■ **Task to carry out**
Count the lines in the records below that contain the string "hand", and reply with the number alone.

■ **Items from a dataset**
====
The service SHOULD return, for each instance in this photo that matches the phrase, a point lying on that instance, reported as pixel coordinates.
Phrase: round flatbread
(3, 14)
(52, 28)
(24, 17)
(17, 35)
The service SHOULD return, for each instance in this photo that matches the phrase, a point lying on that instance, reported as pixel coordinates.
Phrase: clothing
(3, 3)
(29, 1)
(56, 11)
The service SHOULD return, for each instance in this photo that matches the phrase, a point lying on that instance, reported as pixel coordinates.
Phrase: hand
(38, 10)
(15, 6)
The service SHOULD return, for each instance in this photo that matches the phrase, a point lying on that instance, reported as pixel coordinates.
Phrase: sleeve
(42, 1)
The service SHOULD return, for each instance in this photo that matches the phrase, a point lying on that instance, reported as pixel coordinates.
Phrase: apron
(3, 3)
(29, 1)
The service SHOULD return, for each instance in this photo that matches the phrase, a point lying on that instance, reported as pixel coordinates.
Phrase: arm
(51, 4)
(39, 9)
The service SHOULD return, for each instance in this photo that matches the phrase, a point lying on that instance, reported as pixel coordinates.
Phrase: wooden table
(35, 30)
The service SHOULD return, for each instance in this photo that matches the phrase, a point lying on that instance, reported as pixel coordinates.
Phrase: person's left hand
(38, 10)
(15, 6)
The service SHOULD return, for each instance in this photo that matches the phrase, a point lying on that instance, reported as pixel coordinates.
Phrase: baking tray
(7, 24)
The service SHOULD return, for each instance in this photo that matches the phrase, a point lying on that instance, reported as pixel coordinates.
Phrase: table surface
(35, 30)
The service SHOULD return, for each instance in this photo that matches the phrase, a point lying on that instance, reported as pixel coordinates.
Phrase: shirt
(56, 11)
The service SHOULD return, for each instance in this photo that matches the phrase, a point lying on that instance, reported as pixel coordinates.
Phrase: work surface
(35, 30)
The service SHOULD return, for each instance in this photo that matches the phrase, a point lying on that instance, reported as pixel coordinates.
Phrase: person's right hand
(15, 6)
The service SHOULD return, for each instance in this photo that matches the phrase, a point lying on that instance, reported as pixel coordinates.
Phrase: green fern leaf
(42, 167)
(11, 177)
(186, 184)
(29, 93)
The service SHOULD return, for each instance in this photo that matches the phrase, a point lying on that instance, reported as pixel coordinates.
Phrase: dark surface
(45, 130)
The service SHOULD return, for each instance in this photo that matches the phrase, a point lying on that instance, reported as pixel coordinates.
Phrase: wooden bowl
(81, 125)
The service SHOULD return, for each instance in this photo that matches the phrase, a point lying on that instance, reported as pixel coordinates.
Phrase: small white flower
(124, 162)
====
■ **Complete output**
3